■ **EXERCISE TASK**
Repeat the whole listing exactly as written.

■ **INPUT MATERIAL**
^^^^^^^^^^^^^^^^

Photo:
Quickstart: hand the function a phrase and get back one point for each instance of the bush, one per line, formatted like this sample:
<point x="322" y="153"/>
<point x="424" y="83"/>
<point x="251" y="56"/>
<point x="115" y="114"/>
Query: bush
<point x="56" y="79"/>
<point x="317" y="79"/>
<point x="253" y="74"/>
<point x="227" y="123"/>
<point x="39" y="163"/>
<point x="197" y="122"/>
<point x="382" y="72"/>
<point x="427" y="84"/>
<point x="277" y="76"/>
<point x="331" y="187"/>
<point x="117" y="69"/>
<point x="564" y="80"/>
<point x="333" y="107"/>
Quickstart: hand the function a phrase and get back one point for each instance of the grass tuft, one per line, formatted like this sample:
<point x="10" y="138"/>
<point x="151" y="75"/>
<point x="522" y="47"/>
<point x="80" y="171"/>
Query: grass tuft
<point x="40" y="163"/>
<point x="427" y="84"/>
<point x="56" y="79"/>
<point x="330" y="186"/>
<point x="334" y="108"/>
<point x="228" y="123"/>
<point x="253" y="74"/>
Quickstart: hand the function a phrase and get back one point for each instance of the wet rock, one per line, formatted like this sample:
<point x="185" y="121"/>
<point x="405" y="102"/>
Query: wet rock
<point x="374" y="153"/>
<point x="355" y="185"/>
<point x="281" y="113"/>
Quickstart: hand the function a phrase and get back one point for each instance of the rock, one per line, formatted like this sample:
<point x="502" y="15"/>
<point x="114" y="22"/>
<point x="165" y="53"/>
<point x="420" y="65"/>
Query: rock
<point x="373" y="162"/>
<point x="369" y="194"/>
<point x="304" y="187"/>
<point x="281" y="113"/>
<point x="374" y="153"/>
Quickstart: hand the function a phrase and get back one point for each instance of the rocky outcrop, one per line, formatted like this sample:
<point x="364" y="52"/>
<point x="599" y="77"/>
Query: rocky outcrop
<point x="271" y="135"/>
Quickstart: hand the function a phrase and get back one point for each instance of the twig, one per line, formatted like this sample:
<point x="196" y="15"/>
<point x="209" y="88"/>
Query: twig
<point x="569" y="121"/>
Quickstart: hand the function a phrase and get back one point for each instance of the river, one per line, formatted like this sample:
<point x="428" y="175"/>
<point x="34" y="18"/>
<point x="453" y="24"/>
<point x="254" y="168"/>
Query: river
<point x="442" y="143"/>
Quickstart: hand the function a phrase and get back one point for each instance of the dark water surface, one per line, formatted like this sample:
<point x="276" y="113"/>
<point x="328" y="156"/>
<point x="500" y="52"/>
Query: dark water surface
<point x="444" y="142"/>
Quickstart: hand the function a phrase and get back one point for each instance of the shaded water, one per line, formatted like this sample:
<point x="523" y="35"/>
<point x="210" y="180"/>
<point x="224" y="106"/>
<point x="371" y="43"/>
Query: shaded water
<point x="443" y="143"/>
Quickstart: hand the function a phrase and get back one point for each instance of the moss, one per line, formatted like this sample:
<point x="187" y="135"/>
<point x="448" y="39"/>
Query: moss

^^^^^^^^^^^^^^^^

■ **THE ANSWER**
Photo:
Quickstart: hand the function a phrase and get back one point for each instance of the bush, one per line, formatted like this sample:
<point x="322" y="153"/>
<point x="424" y="83"/>
<point x="251" y="56"/>
<point x="115" y="114"/>
Query: bush
<point x="56" y="79"/>
<point x="317" y="79"/>
<point x="253" y="74"/>
<point x="227" y="123"/>
<point x="39" y="163"/>
<point x="197" y="122"/>
<point x="382" y="72"/>
<point x="427" y="84"/>
<point x="277" y="76"/>
<point x="331" y="187"/>
<point x="117" y="69"/>
<point x="564" y="80"/>
<point x="333" y="107"/>
Quickstart: hand the function a phrase and get back one point for each instance of the grass tuft, one per line, formatted like this sample:
<point x="10" y="138"/>
<point x="151" y="75"/>
<point x="522" y="47"/>
<point x="80" y="171"/>
Query: grass tuft
<point x="40" y="163"/>
<point x="427" y="84"/>
<point x="56" y="79"/>
<point x="330" y="186"/>
<point x="334" y="108"/>
<point x="228" y="123"/>
<point x="253" y="74"/>
Quickstart: hand the function a phrase and get back one point for each instance of the wet rock, one per line, formatted like this sample:
<point x="185" y="121"/>
<point x="405" y="102"/>
Query: wet rock
<point x="374" y="153"/>
<point x="355" y="185"/>
<point x="281" y="113"/>
Quickstart: hand the function a phrase and get back one point for each instance of the rock, one per line, formatted like this sample:
<point x="502" y="15"/>
<point x="114" y="22"/>
<point x="165" y="53"/>
<point x="420" y="65"/>
Query: rock
<point x="373" y="162"/>
<point x="369" y="194"/>
<point x="304" y="187"/>
<point x="281" y="113"/>
<point x="374" y="153"/>
Quickstart: hand the function a phrase and get back one point for each instance of the rocky outcrop, one per line, formatted like this sample:
<point x="364" y="52"/>
<point x="599" y="77"/>
Query: rocky outcrop
<point x="271" y="135"/>
Quickstart: hand the function a phrase and get back one point for each instance of the twig, one per line, formatted like this sample:
<point x="196" y="15"/>
<point x="209" y="88"/>
Query: twig
<point x="569" y="121"/>
Quickstart: hand the function a phrase and get back one point for each instance of the river, one per line, formatted like this sample:
<point x="428" y="175"/>
<point x="34" y="18"/>
<point x="453" y="24"/>
<point x="254" y="168"/>
Query: river
<point x="442" y="143"/>
Quickstart: hand the function a phrase and get back one point for each instance of the dark water surface, one per line, formatted like this sample:
<point x="276" y="113"/>
<point x="328" y="156"/>
<point x="500" y="52"/>
Query: dark water surface
<point x="444" y="142"/>
Quickstart: hand the function a phrase and get back one point for each instance of the shaded water, one per line, formatted like this sample:
<point x="523" y="35"/>
<point x="210" y="180"/>
<point x="224" y="106"/>
<point x="371" y="43"/>
Query: shaded water
<point x="443" y="143"/>
Quickstart: hand the function a phrase and get back one point for each instance of the moss, one per line, formatted like this sample:
<point x="187" y="135"/>
<point x="448" y="39"/>
Query: moss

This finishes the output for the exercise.